> THE TASK
Extract the following lines verbatim, beginning at the line that contains "outline **man in green shirt**" and ending after the line that contains "156 23 L 159".

start EXTRACTED RECORDS

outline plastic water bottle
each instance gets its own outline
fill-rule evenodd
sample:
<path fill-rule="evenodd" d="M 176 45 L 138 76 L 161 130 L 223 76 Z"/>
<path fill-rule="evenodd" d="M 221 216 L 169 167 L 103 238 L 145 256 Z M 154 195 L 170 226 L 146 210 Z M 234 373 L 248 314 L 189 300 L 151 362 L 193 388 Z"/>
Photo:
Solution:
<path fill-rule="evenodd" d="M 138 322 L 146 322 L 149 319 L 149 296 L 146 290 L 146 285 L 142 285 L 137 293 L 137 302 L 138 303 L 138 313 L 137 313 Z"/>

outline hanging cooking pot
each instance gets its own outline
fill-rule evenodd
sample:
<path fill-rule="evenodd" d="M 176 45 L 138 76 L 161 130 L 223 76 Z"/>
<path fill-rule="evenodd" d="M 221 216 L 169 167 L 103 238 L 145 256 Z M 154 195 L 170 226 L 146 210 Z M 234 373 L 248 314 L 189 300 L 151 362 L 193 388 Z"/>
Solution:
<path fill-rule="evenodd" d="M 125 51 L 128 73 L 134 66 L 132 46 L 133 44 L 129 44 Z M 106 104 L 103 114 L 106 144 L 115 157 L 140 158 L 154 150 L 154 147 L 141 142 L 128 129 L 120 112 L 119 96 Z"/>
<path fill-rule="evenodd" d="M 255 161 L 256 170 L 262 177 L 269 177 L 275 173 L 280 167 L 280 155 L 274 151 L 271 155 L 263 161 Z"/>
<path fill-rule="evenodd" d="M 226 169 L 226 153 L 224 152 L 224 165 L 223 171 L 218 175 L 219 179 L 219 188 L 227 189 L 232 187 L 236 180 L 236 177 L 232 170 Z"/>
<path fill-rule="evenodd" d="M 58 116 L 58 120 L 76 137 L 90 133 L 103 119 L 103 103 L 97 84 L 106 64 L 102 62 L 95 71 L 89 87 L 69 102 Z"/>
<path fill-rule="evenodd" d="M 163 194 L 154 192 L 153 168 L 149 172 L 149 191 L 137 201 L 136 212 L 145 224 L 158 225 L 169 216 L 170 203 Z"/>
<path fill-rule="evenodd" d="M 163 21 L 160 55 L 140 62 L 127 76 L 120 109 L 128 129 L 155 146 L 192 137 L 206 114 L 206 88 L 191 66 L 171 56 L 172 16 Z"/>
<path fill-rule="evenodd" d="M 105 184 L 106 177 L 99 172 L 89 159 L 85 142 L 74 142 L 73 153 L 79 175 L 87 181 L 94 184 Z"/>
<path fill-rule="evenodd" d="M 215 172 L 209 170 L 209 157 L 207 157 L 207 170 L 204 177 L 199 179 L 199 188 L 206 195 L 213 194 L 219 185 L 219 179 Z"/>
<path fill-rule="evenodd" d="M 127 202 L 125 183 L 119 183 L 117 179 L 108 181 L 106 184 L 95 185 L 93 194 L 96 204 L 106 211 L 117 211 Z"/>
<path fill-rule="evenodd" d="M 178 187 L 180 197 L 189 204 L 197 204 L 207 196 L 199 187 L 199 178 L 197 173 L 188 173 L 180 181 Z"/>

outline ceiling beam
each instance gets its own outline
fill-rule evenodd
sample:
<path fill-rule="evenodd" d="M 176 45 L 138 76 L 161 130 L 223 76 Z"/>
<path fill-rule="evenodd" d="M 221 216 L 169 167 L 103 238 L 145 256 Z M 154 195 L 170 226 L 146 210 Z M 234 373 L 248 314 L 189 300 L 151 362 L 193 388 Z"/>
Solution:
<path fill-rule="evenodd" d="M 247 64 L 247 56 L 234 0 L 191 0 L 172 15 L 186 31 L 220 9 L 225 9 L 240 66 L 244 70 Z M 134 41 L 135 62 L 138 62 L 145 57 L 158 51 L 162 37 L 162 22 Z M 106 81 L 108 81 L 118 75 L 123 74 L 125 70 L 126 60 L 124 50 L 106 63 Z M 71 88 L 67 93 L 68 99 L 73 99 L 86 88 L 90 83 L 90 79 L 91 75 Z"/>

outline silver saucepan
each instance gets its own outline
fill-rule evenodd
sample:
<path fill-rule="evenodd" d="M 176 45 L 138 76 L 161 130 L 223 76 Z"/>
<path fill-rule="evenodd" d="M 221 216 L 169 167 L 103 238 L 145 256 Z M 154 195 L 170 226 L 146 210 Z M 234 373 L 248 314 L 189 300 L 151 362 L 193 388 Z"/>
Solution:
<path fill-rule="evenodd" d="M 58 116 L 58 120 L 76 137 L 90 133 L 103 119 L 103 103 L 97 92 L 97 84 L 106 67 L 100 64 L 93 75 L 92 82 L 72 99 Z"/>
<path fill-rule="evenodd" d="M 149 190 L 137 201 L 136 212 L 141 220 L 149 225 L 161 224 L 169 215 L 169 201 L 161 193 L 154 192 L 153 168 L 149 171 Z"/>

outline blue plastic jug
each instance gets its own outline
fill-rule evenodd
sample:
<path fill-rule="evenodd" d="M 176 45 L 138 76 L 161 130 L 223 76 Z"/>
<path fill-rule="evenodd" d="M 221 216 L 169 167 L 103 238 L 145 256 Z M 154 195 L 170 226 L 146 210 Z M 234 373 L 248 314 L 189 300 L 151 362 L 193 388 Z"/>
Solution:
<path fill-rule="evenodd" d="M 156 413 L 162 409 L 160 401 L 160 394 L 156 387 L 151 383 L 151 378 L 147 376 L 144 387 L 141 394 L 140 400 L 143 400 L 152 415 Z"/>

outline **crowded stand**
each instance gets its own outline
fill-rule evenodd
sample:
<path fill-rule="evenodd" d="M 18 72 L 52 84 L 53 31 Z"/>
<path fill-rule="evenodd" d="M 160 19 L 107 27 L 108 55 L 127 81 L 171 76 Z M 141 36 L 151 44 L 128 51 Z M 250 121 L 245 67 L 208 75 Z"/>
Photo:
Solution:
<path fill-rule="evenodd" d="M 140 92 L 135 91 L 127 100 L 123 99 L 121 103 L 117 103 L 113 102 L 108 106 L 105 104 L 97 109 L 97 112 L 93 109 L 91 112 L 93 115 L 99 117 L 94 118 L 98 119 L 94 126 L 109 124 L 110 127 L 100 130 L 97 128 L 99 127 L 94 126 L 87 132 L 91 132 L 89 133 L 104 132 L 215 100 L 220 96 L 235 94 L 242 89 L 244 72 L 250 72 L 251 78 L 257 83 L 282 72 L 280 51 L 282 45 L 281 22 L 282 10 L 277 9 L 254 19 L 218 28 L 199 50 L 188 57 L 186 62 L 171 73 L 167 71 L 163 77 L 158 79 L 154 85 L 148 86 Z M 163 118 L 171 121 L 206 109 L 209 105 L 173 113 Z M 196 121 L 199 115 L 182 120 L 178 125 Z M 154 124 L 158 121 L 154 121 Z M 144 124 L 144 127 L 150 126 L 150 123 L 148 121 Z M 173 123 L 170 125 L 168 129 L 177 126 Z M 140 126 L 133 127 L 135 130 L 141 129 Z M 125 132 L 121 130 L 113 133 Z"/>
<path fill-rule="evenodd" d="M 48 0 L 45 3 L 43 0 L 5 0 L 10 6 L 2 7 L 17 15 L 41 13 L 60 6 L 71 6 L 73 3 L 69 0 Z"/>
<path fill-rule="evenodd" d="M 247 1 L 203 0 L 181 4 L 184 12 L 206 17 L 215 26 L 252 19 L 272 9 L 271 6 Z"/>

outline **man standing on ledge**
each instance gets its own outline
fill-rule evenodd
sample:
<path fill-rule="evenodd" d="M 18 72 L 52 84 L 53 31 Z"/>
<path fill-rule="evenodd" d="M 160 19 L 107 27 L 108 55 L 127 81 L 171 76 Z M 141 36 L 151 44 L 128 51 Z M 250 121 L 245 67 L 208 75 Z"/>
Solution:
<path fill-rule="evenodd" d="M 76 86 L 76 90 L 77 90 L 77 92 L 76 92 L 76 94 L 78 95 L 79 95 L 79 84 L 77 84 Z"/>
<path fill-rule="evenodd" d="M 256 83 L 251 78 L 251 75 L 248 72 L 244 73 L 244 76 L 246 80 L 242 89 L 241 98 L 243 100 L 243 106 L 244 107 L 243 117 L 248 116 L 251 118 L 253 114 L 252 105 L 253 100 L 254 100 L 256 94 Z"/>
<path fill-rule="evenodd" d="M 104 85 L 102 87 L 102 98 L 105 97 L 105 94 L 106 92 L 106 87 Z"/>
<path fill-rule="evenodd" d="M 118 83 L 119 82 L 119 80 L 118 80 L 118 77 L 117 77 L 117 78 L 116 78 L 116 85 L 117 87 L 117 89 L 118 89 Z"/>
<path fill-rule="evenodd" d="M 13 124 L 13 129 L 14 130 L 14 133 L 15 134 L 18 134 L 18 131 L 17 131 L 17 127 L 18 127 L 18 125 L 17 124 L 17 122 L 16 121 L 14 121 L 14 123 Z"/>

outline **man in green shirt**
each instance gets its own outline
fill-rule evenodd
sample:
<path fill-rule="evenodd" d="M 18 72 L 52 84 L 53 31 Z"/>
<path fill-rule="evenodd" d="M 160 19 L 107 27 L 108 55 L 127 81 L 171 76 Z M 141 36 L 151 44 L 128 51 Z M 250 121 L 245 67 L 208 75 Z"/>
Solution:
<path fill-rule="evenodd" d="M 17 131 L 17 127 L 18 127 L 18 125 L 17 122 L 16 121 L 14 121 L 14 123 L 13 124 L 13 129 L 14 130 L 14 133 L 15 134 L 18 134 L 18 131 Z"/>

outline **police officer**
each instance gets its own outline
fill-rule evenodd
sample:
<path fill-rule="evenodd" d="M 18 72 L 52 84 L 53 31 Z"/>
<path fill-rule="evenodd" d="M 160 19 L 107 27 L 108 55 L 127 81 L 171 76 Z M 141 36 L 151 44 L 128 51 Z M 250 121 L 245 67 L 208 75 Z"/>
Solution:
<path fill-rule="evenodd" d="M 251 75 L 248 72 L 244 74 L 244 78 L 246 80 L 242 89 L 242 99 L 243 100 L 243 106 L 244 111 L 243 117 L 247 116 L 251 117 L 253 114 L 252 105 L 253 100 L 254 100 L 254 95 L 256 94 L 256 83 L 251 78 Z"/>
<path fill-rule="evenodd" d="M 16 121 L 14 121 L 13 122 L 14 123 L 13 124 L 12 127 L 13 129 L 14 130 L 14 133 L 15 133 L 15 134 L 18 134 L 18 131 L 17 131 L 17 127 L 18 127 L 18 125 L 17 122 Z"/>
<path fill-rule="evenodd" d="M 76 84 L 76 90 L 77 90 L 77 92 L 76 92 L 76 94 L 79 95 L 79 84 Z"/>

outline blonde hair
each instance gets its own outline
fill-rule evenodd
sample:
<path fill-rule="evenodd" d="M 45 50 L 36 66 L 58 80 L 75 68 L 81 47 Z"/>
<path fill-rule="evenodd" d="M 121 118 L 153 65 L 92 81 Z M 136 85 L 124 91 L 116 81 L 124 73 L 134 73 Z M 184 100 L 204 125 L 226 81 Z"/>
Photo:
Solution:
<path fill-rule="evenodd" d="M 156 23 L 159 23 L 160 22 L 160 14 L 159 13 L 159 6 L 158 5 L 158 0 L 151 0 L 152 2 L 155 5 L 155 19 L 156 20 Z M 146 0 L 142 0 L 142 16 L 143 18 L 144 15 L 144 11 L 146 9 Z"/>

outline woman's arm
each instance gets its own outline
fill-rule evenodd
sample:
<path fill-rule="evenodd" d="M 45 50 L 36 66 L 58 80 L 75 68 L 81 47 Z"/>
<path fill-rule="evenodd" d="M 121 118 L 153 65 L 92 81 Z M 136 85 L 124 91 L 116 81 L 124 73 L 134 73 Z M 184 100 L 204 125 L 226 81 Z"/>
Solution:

end EXTRACTED RECORDS

> RESPONSE TO THE EXERCISE
outline **man in green shirt**
each instance gets its own outline
fill-rule evenodd
sample:
<path fill-rule="evenodd" d="M 18 72 L 52 84 L 53 31 Z"/>
<path fill-rule="evenodd" d="M 160 19 L 107 27 L 108 55 L 127 81 L 171 76 Z M 141 36 L 151 44 L 128 51 Z M 250 121 L 245 67 L 208 75 Z"/>
Solution:
<path fill-rule="evenodd" d="M 17 131 L 17 127 L 18 127 L 18 125 L 17 122 L 16 121 L 14 121 L 14 123 L 13 124 L 13 129 L 14 130 L 14 133 L 15 134 L 18 134 L 18 131 Z"/>

outline **police officer**
each instance gets its own outline
fill-rule evenodd
sample:
<path fill-rule="evenodd" d="M 18 72 L 52 84 L 53 31 Z"/>
<path fill-rule="evenodd" d="M 160 19 L 107 27 L 108 55 L 127 81 L 171 76 Z M 141 36 L 151 44 L 128 51 Z M 250 121 L 245 67 L 208 75 Z"/>
Solution:
<path fill-rule="evenodd" d="M 251 75 L 248 72 L 244 74 L 244 78 L 246 80 L 242 89 L 242 99 L 243 100 L 243 106 L 244 111 L 243 117 L 247 116 L 251 117 L 253 114 L 252 105 L 253 100 L 254 100 L 254 95 L 256 94 L 256 83 L 251 78 Z"/>
<path fill-rule="evenodd" d="M 16 121 L 14 121 L 13 122 L 14 123 L 13 124 L 12 127 L 13 129 L 14 130 L 14 133 L 15 133 L 15 134 L 18 134 L 18 131 L 17 131 L 17 127 L 18 127 L 18 125 L 17 122 Z"/>
<path fill-rule="evenodd" d="M 76 84 L 76 90 L 77 90 L 77 92 L 76 92 L 76 94 L 79 95 L 79 84 Z"/>

outline blonde hair
each instance gets its own outline
fill-rule evenodd
sample:
<path fill-rule="evenodd" d="M 45 50 L 36 66 L 58 80 L 75 68 L 81 47 Z"/>
<path fill-rule="evenodd" d="M 121 118 L 153 65 L 92 81 Z M 136 85 L 124 91 L 116 81 L 124 73 L 134 73 Z M 184 100 L 204 125 L 226 81 Z"/>
Photo:
Solution:
<path fill-rule="evenodd" d="M 156 23 L 159 23 L 160 22 L 160 14 L 159 13 L 159 6 L 158 5 L 158 0 L 151 0 L 152 2 L 155 5 L 155 19 L 156 20 Z M 146 0 L 142 0 L 142 16 L 143 18 L 144 15 L 144 11 L 146 9 Z"/>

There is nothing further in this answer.